→ What to do
(a) Copy the passage on businesses and their customers word for word, from "While your business" to "of the experience.".
(b) Write the next part of the passage on businesses and their customers, picking up after its final sentence.

→ Text block
=== Begin Enclosure ===

In my last article, I discussed how to make it easy for your customers to share their impressions of your business. Today’s theme is related: helping customers connect with each other as they together experience your service.
While your business may be the star of your life, for your customers it represents something different. It will never, as a matter of fact, be the center of your customers' lives. Only your customer, and the people your customer cares about, will every hold that position. So a business often insinuates itself best into a customer’s life, memory and loyalty by being a backdrop to the story of their lives, as experienced with their friends and family. By learning from them, learning about them, and then getting the heck out of the way, or at least out of the foreground of the experience.

=== End Enclosure ===

→ Exercise data
=== Begin Enclosure ===

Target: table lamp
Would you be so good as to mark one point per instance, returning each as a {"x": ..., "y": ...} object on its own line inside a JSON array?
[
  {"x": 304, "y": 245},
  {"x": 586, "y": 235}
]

=== End Enclosure ===

→ Results in order
(a)
While your business may be the star of your life, for your customers it represents something different. It will never, as a matter of fact, be the center of your customers' lives. Only your customer, and the people your customer cares about, will every hold that position. So a business often insinuates itself best into a customer’s life, memory and loyalty by being a backdrop to the story of their lives, as experienced with their friends and family. By learning from them, learning about them, and then getting the heck out of the way, or at least out of the foreground of the experience.

(b)
Restaurants, for example, provide the setting for marriage proposals, love affairs, breakups, arguments and, according to every mob drama I’ve ever enjoyed, the occasional professional hit. Not to mention the more prosaic: business meetings, shared sunsets and outings with coworkers. This isn’t isolated to foodservice setting: Airlines, hospitals, even the DMV, can be settings for the drama that runs through customers’ lives. Embracing this reality can allow your business to become very powerful, by helping customers to live out the drama and fantasy of their lives with the people who matter to them.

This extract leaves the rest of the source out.